─── INFORMATION ───

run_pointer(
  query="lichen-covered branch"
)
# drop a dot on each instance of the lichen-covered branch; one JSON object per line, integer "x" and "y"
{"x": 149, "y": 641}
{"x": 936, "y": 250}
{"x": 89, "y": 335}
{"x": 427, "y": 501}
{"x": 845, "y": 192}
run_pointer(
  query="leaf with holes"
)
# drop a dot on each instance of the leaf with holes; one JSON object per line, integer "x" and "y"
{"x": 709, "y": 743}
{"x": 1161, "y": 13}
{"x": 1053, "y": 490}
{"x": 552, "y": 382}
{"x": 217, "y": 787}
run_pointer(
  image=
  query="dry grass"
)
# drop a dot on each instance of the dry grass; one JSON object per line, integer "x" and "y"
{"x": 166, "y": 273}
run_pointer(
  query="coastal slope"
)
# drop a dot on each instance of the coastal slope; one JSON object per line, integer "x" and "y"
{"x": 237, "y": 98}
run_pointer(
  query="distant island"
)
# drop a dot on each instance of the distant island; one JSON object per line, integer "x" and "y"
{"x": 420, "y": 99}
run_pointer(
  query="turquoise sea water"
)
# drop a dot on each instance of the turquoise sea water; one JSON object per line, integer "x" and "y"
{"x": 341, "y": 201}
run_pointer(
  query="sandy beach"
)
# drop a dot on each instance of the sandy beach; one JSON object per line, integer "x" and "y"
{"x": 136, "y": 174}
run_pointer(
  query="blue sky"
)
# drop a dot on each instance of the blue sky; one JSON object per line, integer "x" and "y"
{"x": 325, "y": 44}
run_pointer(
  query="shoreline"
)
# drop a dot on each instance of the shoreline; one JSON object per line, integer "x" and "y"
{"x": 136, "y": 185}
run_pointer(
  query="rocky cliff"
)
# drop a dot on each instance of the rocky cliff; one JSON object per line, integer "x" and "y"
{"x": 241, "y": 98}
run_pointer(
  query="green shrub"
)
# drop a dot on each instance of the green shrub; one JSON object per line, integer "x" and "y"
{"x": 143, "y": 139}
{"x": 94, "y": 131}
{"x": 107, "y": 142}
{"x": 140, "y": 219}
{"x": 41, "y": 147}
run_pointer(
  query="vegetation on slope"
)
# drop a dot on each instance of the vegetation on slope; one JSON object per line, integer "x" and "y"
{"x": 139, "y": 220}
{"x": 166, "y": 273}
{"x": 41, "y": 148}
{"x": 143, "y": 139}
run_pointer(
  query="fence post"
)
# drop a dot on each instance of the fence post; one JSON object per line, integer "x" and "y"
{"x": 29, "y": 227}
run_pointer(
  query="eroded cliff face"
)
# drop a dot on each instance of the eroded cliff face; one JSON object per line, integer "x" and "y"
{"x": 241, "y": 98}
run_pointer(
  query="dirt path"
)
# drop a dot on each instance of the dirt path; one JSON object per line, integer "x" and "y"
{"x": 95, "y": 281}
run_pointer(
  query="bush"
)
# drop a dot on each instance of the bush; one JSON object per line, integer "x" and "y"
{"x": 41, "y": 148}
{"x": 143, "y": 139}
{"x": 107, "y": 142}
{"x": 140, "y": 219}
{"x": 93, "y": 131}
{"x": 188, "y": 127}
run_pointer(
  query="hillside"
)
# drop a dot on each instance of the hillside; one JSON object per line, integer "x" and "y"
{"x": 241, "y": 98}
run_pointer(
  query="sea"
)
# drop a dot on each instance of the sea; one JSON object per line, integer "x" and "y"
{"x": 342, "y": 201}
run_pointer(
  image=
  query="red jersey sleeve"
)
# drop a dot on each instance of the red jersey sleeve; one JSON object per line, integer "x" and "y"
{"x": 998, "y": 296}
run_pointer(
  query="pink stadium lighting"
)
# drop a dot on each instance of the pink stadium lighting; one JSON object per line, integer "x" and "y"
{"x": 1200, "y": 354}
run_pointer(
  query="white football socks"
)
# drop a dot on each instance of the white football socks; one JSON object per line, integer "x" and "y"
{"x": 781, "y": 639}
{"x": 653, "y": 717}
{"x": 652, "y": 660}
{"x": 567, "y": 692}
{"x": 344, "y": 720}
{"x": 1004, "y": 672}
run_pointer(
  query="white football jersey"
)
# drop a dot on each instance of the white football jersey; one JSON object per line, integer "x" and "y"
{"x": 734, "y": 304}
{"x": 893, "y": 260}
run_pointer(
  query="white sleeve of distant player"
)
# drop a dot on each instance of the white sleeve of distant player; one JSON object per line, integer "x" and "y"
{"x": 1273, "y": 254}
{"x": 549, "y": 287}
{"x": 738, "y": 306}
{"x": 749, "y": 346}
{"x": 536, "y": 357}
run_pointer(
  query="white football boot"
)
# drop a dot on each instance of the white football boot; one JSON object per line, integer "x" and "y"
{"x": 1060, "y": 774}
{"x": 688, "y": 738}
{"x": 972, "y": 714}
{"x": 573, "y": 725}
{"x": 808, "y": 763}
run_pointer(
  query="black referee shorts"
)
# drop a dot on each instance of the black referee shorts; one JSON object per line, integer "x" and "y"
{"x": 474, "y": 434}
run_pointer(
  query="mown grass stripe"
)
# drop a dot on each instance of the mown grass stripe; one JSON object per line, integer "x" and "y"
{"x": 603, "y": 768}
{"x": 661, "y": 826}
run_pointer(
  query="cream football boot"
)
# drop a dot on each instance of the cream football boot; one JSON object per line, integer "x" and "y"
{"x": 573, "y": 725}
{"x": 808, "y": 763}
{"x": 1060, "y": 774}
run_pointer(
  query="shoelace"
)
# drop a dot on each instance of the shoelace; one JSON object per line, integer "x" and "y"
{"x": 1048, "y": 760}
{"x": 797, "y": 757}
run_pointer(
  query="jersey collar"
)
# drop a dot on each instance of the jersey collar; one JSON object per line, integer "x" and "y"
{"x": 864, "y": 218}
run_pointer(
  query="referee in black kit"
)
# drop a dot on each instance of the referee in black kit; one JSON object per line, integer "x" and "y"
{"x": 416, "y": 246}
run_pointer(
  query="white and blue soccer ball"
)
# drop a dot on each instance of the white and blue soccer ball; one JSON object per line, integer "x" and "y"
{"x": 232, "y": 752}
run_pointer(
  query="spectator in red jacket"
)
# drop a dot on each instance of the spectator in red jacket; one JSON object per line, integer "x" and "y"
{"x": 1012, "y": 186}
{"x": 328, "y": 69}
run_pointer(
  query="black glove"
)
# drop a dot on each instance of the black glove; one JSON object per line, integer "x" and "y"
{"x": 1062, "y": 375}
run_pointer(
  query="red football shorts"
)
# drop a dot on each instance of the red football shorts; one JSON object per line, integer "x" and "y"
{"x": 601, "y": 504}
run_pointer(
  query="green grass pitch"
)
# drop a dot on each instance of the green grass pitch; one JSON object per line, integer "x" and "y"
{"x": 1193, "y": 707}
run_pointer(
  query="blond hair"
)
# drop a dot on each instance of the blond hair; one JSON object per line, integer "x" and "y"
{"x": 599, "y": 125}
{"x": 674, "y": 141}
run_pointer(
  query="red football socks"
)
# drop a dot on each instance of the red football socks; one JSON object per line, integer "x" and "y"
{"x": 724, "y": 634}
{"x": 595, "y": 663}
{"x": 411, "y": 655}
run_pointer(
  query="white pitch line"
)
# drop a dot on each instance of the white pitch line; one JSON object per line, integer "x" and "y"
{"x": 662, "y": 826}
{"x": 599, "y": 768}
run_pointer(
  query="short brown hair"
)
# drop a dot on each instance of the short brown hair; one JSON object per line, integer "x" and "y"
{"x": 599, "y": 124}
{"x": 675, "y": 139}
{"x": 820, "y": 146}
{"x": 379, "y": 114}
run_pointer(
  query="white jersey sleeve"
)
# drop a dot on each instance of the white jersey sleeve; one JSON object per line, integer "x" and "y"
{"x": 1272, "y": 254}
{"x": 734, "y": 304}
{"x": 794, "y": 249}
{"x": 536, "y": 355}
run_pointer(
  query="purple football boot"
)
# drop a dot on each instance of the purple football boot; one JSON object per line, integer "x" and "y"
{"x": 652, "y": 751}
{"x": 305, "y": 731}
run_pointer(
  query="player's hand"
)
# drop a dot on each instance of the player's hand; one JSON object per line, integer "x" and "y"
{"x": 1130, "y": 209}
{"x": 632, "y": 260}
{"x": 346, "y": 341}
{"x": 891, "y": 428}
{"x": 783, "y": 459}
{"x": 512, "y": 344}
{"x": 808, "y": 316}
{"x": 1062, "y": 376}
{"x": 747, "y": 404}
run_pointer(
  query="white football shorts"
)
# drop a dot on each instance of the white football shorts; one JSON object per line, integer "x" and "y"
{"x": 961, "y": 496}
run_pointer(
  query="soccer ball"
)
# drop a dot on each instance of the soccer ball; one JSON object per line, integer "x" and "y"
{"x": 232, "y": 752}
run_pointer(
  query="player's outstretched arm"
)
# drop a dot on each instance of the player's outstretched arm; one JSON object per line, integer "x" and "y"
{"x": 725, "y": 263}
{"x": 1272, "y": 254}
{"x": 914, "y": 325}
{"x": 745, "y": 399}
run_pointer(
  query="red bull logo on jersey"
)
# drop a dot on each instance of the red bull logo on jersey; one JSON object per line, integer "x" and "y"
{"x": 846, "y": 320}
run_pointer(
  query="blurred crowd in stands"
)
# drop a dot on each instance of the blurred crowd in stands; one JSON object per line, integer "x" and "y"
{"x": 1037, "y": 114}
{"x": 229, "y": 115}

───

TASK REQUIREMENTS >> The expected answer is a word-for-word copy of every line from the one that contains "# drop a dot on each instance of the blurred" through the final line of the material.

PROBLEM SOLUTION >>
# drop a dot on each instance of the blurred crowd in stands; one JSON object per line, integer "x" and "y"
{"x": 1037, "y": 114}
{"x": 229, "y": 115}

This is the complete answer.